Data to examine START

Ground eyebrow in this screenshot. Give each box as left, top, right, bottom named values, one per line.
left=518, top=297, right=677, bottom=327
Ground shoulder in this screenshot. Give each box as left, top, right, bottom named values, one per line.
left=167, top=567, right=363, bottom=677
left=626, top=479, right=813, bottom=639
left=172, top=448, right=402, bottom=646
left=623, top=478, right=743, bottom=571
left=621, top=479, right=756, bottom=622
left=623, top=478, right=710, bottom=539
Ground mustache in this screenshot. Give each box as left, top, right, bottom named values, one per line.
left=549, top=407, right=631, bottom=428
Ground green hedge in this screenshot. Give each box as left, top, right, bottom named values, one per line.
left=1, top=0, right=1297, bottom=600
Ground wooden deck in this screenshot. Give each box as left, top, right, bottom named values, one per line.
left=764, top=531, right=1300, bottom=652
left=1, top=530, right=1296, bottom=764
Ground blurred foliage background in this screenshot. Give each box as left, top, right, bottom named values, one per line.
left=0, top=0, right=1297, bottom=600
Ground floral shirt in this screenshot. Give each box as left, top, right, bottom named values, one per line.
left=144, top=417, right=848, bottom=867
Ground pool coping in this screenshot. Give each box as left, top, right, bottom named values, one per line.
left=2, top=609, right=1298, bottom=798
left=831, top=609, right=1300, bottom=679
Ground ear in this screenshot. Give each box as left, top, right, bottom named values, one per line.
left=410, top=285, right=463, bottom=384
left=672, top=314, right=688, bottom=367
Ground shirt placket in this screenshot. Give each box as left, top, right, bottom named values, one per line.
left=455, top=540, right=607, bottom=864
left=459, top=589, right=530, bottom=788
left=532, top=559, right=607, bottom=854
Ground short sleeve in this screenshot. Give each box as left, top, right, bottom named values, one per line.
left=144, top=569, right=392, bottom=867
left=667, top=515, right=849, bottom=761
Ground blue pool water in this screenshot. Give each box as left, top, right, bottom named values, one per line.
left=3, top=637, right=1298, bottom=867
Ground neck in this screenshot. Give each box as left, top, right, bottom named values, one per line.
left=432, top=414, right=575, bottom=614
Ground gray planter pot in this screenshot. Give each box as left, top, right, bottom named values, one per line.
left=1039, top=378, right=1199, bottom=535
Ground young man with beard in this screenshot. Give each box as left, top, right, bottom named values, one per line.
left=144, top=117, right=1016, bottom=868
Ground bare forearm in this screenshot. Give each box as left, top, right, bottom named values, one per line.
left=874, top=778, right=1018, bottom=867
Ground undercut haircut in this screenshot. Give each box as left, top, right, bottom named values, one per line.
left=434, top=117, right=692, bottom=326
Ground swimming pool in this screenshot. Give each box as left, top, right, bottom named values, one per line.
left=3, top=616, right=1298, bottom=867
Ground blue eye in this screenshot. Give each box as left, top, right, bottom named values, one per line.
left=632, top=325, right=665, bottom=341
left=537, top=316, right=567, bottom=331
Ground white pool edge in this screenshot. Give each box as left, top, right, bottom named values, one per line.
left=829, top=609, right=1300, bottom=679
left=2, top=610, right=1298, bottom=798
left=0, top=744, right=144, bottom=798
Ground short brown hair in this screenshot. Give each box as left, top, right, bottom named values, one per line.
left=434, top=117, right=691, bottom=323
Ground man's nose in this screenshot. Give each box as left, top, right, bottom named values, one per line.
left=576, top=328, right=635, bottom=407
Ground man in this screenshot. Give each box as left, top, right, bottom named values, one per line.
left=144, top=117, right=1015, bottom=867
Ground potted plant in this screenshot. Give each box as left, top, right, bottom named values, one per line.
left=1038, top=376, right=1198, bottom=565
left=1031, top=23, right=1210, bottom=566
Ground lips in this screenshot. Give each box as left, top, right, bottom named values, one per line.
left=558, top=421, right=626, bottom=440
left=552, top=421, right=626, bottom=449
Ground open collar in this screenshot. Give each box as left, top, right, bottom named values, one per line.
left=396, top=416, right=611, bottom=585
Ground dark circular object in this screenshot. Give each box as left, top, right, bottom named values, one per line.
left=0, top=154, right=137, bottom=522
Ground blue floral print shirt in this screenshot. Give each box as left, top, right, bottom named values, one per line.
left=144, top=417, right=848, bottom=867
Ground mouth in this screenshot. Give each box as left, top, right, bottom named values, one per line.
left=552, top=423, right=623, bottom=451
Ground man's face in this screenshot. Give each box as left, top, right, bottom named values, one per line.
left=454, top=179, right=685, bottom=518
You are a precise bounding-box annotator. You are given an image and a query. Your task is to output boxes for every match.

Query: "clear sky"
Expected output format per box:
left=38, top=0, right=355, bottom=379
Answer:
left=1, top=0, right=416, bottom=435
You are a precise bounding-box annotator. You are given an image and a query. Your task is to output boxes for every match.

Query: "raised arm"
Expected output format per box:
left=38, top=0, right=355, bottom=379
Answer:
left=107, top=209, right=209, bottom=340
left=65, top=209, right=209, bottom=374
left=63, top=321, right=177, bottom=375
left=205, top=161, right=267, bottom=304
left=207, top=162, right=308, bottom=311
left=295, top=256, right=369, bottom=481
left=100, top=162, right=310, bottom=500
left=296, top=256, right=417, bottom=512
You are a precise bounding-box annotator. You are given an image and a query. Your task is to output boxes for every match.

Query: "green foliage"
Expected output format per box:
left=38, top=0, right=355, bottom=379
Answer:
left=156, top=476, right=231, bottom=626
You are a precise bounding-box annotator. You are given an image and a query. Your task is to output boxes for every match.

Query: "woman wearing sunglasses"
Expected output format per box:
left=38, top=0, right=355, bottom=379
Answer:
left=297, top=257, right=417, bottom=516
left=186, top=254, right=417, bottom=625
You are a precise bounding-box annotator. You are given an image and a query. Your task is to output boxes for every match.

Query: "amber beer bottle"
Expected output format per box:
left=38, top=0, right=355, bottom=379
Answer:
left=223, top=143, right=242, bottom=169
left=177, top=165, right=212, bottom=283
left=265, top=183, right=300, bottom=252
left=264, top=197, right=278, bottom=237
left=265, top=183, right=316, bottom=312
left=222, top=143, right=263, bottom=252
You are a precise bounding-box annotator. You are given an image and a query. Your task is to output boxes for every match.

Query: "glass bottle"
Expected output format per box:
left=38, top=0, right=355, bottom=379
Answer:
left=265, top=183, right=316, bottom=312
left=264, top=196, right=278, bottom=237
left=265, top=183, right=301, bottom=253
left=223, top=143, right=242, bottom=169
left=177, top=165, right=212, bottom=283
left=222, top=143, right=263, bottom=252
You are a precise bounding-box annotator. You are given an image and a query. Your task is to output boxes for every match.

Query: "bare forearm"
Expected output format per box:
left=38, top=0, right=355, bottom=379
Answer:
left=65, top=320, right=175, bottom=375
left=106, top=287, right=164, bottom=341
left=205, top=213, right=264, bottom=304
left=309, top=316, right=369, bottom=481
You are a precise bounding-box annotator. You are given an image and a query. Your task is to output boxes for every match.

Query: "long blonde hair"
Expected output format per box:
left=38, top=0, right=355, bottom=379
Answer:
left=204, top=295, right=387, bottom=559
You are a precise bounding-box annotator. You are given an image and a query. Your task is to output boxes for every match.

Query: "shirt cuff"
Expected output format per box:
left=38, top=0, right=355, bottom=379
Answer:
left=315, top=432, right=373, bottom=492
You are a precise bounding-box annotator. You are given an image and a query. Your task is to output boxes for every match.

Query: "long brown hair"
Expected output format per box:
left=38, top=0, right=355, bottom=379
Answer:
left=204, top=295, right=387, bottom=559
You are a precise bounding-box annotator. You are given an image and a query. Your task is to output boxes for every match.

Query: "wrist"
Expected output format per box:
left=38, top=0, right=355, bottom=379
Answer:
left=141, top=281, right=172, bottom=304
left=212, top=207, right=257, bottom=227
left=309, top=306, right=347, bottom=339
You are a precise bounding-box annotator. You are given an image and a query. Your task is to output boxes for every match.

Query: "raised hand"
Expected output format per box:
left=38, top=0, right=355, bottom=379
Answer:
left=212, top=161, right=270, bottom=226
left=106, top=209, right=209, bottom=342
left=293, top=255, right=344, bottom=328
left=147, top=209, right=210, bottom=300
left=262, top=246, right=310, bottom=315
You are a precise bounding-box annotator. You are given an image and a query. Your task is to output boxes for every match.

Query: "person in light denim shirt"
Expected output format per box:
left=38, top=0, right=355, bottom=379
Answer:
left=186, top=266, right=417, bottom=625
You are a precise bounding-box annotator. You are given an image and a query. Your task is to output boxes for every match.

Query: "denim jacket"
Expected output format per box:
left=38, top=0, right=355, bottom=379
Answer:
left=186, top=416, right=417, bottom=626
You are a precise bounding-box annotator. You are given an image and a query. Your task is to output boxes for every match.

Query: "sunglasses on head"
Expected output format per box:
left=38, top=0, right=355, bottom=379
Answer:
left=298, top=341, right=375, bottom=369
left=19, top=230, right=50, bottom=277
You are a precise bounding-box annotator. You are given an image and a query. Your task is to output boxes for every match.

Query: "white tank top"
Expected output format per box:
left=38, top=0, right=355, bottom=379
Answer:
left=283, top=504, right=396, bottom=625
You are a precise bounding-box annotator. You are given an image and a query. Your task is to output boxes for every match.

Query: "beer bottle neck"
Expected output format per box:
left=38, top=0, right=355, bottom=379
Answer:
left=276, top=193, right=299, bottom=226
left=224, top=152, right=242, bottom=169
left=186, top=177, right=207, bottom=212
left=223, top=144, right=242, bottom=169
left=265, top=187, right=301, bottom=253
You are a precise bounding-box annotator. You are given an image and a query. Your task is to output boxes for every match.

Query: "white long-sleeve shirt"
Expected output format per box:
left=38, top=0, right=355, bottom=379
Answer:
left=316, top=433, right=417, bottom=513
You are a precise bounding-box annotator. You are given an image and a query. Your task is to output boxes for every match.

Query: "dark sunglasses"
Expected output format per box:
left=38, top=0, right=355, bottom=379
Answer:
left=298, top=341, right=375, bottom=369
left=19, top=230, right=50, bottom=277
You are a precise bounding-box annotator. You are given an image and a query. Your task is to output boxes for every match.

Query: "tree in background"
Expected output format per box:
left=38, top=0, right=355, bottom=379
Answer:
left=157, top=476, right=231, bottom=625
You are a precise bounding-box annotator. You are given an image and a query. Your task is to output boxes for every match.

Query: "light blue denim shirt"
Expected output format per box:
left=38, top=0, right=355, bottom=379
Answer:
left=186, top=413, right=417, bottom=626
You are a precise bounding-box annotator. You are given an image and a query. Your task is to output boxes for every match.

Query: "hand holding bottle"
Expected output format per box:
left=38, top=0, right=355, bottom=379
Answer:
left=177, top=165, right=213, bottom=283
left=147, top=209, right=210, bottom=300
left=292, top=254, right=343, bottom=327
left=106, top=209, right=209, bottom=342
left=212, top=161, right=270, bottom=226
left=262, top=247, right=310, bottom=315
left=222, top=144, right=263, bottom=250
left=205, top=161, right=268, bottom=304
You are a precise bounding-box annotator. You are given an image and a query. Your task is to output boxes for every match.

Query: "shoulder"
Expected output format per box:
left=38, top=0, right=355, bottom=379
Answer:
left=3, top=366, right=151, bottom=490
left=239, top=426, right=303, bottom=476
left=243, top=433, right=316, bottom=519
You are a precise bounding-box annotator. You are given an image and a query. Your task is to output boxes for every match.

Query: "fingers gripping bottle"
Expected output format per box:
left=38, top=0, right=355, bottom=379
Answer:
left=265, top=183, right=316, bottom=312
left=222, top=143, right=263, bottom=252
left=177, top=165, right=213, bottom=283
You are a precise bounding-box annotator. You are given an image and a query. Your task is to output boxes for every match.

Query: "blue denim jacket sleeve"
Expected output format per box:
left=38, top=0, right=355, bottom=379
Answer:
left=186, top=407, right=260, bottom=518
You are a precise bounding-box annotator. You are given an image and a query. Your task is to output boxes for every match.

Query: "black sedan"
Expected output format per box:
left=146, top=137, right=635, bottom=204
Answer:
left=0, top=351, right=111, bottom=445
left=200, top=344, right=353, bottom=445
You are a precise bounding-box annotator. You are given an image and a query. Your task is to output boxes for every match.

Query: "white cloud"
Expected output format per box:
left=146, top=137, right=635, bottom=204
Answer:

Data to examine END

_Work required_
In the entries, find every line holding "long" and copy it.

_Your response_
Query: "long blonde hair"
Query: "long brown hair"
Query: "white long-sleeve shirt"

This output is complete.